--- Excerpted text ---

Russia's tortured 17-year journey toward accession to the World Trade Organization (WTO) seems to be nearing its end. But exactly how the endgame will play out remains fraught with suspense.
With Washington and the European Union strongly endorsing Russia's bid and pushing for it to happen before the end of the year, the only obstacle remaining, by all appearances, is tiny Georgia. The two countries held a second, inconclusive round of Swiss-mediated talks in Bern last month and have scheduled another meeting for the end of this month.
Russia is the largest economy in the world that is not in the global trade body, and Moscow's accession is being advertised as a major achievement for the "reset" of U.S.-Russian relations that was proclaimed in 2009.
The sticking point is Tbilisi's insistence that it be able to monitor trade along the borders between Russia and the breakaway Georgian regions of South Ossetia and Abkhazia, which Moscow recognized as independent countries following the Russia-Georgia war in 2008. Tbilisi maintains that WTO rules stipulate that members must have control of their own borders.
It is a rare instance in which Georgia -- which says Russia is illegally occupying 20 percent of its territory -- has leverage over its giant neighbor.
"We are in a situation where Georgia for the first and only time has the chance to veto Russian ambitions," says Bakur Kvashilava, a program coordinator of international affairs at the Georgian Institute of Public Affairs. "In the past, it was always the opposite -- at the OSCE, at the UN. And this little country is now trying to use this tool to the maximum."
Can Georgia Block Moscow?
But just how much leverage Georgia has is uncertain. Historically, countries have always joined the WTO only with the unanimous consent of all members. However, according to the treaty, accession only requires the approval of two-thirds of the member countries, of which there are currently 153.
Russian Foreign Minister Sergei Lavrov made a provocative visit to South Ossetia and Abkhazia just days before the latest Bern talks and told journalists on April 26 that Russia might seek WTO membership without reaching an agreement with Georgia.
"I don't think the Russians are concerned about Georgia so much. They leave it to the U.S. to put pressure on Georgia and if that doesn't pan out, they would seek a majority vote," Heinrich says. "It is no major preoccupation for the Russians."
Lavrov's statement might be a way of signaling to Washington that Moscow is growing impatient: Perhaps the only thing more embarrassing than Russia becoming the first country ever to join the WTO by less-than-unanimous consent would be the spectacle of Washington and its allies having to vote to override Georgia's objections.
RFE/RL's Georgian Service asked Ghia Jandieri, vice president of the New Economics School in Tbilisi, what kind of message such a vote in the WTO would send.
"I think the message won't be just for Georgia. This would be the clear domination of powerful nations over weaker countries, which would shatter the entire current international order. Everything would be allowed," Jandieri says.

---

## Challenge A
Collect every line of the records that contains the string "grass", matching case exactly.

--- Provided data ---

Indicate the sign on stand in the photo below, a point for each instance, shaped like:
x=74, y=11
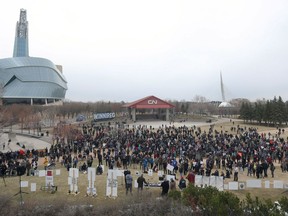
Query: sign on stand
x=91, y=190
x=73, y=181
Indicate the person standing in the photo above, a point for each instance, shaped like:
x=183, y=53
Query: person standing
x=141, y=180
x=172, y=184
x=129, y=180
x=236, y=173
x=272, y=169
x=182, y=183
x=45, y=163
x=191, y=177
x=165, y=187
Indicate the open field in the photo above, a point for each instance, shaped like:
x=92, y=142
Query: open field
x=42, y=197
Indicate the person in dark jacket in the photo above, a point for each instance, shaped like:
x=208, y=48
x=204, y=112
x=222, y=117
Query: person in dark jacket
x=141, y=180
x=165, y=187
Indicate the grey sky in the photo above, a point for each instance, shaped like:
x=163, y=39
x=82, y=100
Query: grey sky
x=117, y=50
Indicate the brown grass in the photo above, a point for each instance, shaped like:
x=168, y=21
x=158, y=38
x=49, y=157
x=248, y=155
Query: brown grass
x=45, y=198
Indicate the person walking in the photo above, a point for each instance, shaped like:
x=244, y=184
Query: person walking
x=129, y=180
x=165, y=187
x=141, y=180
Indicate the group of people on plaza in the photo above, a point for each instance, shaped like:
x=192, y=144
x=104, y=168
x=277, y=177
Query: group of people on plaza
x=177, y=151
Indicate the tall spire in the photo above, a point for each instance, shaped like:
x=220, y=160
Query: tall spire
x=222, y=88
x=21, y=48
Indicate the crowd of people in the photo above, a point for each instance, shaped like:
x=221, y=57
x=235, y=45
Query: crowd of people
x=185, y=149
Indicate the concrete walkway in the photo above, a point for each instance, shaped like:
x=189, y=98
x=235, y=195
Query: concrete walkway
x=30, y=141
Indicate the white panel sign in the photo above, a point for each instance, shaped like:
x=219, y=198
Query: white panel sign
x=42, y=173
x=267, y=184
x=58, y=172
x=253, y=184
x=24, y=184
x=278, y=184
x=33, y=187
x=233, y=185
x=170, y=167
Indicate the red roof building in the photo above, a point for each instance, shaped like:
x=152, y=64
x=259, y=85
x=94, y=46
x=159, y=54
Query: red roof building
x=152, y=103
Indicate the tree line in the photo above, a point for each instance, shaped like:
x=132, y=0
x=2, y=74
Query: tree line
x=270, y=112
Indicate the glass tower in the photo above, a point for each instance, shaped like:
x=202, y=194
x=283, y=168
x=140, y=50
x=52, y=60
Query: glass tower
x=21, y=48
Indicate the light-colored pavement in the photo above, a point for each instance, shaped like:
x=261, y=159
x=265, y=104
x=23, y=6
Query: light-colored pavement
x=29, y=142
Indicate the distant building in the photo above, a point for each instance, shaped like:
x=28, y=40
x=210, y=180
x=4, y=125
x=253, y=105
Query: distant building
x=30, y=80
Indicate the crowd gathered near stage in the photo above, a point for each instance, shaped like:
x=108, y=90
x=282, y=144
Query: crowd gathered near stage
x=185, y=149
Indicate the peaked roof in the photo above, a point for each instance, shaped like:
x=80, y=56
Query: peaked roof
x=149, y=102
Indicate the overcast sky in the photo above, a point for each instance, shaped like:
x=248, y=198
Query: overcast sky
x=124, y=50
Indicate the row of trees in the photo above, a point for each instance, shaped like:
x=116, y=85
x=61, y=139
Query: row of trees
x=270, y=112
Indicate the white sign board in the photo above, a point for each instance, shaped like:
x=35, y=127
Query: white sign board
x=233, y=185
x=278, y=184
x=33, y=187
x=253, y=184
x=24, y=184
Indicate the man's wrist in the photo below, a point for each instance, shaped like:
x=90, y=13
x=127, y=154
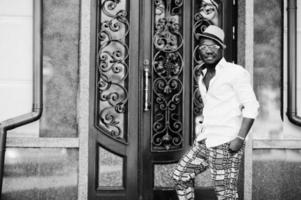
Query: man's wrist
x=241, y=138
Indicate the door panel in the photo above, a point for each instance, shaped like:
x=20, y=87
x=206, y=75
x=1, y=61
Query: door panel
x=113, y=127
x=144, y=97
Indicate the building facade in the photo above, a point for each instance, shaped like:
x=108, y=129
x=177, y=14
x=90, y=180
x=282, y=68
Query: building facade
x=101, y=95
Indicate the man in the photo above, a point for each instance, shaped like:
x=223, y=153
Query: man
x=230, y=107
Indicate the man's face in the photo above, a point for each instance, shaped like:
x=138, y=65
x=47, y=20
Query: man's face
x=210, y=51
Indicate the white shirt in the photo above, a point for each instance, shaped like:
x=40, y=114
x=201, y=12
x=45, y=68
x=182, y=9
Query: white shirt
x=229, y=98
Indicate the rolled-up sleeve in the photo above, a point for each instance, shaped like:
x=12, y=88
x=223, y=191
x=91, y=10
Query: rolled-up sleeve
x=245, y=94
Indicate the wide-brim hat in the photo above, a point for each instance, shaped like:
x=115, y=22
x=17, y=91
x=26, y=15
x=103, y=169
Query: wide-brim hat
x=214, y=33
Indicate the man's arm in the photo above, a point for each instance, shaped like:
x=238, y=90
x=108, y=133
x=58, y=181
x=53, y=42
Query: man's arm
x=247, y=98
x=245, y=127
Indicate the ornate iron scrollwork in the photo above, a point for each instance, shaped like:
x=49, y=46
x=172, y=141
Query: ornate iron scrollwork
x=112, y=68
x=206, y=12
x=167, y=76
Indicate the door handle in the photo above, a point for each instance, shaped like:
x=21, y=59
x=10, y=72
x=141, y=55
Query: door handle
x=146, y=76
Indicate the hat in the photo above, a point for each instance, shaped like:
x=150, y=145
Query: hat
x=214, y=33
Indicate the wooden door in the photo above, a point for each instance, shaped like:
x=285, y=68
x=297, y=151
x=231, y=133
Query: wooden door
x=144, y=97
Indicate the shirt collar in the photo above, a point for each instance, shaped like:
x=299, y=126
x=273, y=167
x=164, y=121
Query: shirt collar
x=218, y=67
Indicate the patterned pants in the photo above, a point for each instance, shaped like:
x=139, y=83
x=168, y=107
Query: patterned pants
x=223, y=165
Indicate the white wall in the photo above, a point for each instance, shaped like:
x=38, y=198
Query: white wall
x=16, y=60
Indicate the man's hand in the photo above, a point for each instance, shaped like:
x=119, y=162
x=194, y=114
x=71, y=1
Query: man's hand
x=235, y=145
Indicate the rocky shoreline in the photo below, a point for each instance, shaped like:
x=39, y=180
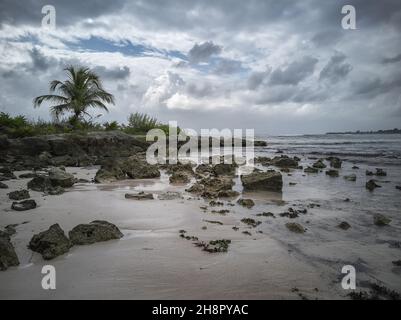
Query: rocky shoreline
x=221, y=187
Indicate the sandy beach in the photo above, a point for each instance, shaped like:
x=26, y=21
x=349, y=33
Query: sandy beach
x=151, y=261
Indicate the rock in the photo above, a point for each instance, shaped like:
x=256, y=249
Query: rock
x=351, y=177
x=179, y=177
x=3, y=185
x=284, y=162
x=8, y=257
x=228, y=194
x=380, y=220
x=50, y=243
x=319, y=164
x=169, y=195
x=344, y=225
x=269, y=181
x=335, y=162
x=23, y=205
x=19, y=195
x=60, y=178
x=260, y=143
x=371, y=185
x=380, y=172
x=248, y=203
x=311, y=170
x=251, y=222
x=137, y=168
x=27, y=175
x=397, y=263
x=95, y=231
x=224, y=169
x=139, y=196
x=295, y=227
x=332, y=173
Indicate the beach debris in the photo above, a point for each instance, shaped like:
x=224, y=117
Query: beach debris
x=266, y=214
x=180, y=177
x=169, y=195
x=95, y=231
x=332, y=173
x=319, y=164
x=24, y=205
x=351, y=177
x=139, y=196
x=295, y=227
x=381, y=220
x=251, y=222
x=344, y=225
x=19, y=195
x=214, y=222
x=377, y=292
x=268, y=181
x=335, y=162
x=371, y=185
x=8, y=257
x=247, y=203
x=311, y=170
x=50, y=243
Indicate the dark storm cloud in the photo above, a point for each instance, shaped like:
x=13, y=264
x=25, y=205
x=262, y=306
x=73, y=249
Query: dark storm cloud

---

## Challenge B
Set down the part of the article on Russia's bid to join the WTO that starts with "Russia is the" and goes on through "its giant neighbor.", keeping every word the same.

## Worked solution A
Indicate the brown grass in the photo above, a point for each instance, shaped like:
Query: brown grass

## Worked solution B
Russia is the largest economy in the world that is not in the global trade body, and Moscow's accession is being advertised as a major achievement for the "reset" of U.S.-Russian relations that was proclaimed in 2009.
The sticking point is Tbilisi's insistence that it be able to monitor trade along the borders between Russia and the breakaway Georgian regions of South Ossetia and Abkhazia, which Moscow recognized as independent countries following the Russia-Georgia war in 2008. Tbilisi maintains that WTO rules stipulate that members must have control of their own borders.
It is a rare instance in which Georgia -- which says Russia is illegally occupying 20 percent of its territory -- has leverage over its giant neighbor.